• **TASK INPUT**

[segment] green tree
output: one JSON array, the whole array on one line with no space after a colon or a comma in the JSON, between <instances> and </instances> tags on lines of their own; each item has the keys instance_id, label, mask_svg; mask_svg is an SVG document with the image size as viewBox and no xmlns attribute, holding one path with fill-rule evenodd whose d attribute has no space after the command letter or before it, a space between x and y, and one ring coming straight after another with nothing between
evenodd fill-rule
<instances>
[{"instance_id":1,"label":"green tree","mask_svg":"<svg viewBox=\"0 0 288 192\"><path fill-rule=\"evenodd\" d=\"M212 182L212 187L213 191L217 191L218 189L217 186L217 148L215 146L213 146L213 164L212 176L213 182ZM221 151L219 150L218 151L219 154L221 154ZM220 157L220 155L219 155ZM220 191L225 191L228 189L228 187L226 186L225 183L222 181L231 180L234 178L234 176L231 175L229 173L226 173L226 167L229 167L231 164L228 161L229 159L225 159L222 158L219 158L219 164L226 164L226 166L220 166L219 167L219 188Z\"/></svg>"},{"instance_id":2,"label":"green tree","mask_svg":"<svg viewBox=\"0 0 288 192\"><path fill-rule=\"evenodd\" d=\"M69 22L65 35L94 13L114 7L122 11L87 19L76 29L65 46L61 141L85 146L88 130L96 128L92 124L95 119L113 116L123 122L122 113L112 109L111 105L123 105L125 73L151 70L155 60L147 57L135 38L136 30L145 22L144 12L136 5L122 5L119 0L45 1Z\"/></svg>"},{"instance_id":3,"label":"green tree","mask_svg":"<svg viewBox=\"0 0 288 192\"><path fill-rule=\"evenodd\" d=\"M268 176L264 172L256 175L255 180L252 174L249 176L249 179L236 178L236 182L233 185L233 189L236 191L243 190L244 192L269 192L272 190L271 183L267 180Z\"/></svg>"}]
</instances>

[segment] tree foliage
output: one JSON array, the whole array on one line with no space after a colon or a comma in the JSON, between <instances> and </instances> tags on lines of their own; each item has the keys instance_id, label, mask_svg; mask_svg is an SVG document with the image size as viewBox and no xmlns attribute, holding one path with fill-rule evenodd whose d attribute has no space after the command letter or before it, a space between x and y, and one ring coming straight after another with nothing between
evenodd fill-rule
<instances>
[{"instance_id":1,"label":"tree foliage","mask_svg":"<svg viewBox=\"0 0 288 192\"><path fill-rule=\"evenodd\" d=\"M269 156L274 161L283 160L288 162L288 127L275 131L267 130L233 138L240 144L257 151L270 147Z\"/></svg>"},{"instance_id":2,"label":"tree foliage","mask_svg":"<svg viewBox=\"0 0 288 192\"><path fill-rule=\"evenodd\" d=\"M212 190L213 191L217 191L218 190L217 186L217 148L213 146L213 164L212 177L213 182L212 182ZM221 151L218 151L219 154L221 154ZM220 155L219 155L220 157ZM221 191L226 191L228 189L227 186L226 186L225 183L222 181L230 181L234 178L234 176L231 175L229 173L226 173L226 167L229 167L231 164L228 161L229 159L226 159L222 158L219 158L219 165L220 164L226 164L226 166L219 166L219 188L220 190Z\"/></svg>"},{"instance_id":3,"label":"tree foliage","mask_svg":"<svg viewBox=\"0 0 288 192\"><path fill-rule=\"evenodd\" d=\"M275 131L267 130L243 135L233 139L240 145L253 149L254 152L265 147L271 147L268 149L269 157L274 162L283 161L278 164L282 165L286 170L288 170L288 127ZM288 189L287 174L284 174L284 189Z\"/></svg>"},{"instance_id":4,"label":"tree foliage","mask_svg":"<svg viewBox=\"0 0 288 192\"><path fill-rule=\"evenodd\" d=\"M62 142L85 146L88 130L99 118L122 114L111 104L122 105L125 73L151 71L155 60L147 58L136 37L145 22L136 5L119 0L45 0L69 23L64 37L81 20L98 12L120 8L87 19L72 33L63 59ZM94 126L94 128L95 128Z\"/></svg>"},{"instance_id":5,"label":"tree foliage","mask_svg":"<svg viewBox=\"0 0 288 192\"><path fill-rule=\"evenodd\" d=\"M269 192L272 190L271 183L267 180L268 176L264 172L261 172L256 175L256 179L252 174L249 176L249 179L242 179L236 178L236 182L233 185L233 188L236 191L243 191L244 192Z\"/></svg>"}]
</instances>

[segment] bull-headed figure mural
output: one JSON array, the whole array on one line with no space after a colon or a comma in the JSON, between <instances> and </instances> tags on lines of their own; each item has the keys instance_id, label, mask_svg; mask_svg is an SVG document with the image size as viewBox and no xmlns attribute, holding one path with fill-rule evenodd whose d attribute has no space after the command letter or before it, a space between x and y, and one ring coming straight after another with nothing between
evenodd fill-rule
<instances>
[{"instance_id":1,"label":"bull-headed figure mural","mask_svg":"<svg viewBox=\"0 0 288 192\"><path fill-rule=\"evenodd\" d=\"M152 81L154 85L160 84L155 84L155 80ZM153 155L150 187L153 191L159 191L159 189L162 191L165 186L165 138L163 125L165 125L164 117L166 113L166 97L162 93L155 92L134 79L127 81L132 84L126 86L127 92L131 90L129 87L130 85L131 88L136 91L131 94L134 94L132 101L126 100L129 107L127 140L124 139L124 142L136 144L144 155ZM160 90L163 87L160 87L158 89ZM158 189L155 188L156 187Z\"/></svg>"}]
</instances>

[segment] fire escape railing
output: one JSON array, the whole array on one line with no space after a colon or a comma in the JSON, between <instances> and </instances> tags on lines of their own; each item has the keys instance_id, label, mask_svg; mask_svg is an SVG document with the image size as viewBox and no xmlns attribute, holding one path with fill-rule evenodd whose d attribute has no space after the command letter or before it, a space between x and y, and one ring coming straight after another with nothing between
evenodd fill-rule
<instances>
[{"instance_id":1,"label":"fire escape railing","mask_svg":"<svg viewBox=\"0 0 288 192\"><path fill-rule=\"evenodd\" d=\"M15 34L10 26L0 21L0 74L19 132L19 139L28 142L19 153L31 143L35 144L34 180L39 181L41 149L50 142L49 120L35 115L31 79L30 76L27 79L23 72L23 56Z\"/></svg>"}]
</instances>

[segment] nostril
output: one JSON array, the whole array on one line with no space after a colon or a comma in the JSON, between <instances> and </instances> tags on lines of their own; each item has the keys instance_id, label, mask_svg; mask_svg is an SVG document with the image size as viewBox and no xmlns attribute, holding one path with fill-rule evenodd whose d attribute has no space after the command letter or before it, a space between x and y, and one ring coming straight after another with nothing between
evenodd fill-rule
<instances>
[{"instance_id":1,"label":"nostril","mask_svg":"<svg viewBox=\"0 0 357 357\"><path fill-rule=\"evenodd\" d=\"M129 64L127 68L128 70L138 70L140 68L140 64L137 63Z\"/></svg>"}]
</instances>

--

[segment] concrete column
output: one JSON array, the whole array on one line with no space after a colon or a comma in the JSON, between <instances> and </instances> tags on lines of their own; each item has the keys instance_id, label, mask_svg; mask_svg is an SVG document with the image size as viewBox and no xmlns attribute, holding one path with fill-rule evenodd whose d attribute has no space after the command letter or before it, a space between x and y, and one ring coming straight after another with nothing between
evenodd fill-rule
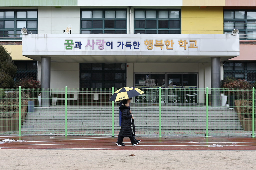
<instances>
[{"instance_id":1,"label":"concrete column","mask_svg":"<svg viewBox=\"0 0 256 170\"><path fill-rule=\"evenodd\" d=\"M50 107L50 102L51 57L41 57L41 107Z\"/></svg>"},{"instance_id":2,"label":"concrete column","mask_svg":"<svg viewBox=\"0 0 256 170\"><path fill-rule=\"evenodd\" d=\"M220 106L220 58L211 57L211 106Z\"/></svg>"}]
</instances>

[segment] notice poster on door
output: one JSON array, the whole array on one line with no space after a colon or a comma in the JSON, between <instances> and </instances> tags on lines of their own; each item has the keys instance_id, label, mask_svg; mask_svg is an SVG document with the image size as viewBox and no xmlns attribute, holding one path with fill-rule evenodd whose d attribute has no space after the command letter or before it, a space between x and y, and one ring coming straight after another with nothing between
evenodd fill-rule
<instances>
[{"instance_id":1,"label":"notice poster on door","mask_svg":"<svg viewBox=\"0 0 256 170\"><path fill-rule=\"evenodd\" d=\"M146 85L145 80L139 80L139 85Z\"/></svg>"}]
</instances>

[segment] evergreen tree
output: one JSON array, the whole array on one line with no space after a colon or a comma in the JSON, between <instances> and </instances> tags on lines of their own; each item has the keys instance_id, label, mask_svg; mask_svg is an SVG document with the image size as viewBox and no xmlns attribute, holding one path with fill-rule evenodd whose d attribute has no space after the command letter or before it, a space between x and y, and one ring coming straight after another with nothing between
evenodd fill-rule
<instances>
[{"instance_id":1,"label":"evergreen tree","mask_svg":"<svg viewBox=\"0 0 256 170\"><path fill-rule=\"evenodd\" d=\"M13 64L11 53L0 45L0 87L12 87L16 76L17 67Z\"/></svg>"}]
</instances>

• **THE TASK**
Select and copy every line of the entries above that contains the string "segment", treating uppercase and lowercase as distinct.

• **OUTPUT OF THE TASK**
[segment] green tree
[segment] tree foliage
[segment] bull-headed figure mural
[segment] fire escape railing
[segment] nostril
[segment] concrete column
[segment] notice poster on door
[segment] evergreen tree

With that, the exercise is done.